Records provided |
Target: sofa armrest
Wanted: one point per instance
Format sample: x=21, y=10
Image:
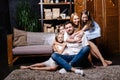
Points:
x=9, y=49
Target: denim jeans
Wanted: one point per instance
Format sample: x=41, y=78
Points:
x=66, y=61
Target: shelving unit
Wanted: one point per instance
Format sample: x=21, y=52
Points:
x=58, y=12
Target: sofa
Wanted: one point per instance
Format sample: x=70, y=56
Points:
x=22, y=43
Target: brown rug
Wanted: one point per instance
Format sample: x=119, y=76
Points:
x=100, y=73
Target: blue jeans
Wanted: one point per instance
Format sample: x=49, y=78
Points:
x=66, y=61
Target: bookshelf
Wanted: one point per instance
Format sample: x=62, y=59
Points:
x=53, y=13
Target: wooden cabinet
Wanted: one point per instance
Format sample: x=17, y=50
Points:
x=55, y=13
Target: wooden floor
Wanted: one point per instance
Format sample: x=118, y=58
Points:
x=31, y=60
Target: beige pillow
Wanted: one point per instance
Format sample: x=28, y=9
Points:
x=20, y=38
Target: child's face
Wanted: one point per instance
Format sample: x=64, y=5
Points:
x=84, y=18
x=60, y=38
x=62, y=30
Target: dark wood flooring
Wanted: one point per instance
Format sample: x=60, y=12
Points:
x=115, y=58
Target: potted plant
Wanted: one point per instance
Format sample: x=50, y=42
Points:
x=26, y=20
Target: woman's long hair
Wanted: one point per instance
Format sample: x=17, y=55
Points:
x=89, y=23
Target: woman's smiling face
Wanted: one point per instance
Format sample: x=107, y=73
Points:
x=76, y=20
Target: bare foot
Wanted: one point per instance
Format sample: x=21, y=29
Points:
x=108, y=62
x=105, y=64
x=24, y=67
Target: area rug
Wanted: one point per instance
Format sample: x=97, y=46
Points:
x=100, y=73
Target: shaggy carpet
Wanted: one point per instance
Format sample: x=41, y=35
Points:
x=100, y=73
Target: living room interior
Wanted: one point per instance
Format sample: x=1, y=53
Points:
x=39, y=17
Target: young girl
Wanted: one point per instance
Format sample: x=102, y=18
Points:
x=84, y=23
x=49, y=64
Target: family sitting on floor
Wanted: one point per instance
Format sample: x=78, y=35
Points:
x=73, y=45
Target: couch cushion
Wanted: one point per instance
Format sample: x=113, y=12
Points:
x=33, y=49
x=20, y=38
x=40, y=38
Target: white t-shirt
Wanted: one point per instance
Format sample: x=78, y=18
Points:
x=94, y=32
x=74, y=48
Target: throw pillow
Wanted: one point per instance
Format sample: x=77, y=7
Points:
x=20, y=38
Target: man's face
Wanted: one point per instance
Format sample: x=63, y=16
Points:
x=69, y=29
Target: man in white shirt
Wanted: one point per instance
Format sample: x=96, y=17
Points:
x=67, y=61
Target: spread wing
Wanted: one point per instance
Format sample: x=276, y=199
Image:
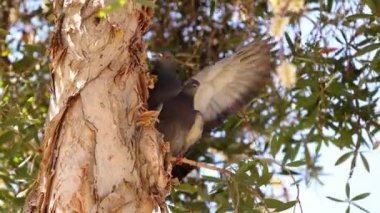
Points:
x=232, y=82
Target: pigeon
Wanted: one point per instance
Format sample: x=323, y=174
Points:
x=208, y=97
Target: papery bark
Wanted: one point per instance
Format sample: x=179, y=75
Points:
x=101, y=153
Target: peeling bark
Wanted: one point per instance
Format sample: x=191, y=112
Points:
x=101, y=153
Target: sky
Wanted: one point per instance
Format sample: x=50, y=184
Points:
x=313, y=197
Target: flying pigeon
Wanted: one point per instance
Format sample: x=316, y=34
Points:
x=206, y=98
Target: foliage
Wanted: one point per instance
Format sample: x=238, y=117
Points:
x=333, y=44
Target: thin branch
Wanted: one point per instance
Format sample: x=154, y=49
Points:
x=270, y=160
x=201, y=165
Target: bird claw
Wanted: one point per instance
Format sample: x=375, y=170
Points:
x=179, y=159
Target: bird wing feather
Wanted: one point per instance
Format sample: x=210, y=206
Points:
x=232, y=82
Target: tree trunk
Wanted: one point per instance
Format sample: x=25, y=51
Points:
x=101, y=152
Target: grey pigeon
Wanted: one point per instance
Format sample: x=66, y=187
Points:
x=213, y=93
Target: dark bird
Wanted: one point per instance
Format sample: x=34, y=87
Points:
x=209, y=96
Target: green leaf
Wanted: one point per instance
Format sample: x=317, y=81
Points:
x=360, y=197
x=335, y=199
x=348, y=190
x=278, y=205
x=296, y=163
x=343, y=158
x=365, y=162
x=212, y=7
x=348, y=209
x=290, y=43
x=6, y=136
x=359, y=16
x=367, y=49
x=329, y=5
x=275, y=146
x=187, y=188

Problem to work on | Search the material for the word "face" and copy every matching line.

Finished task |
Target: child's face
Target: woman's smiling face
Target: man's face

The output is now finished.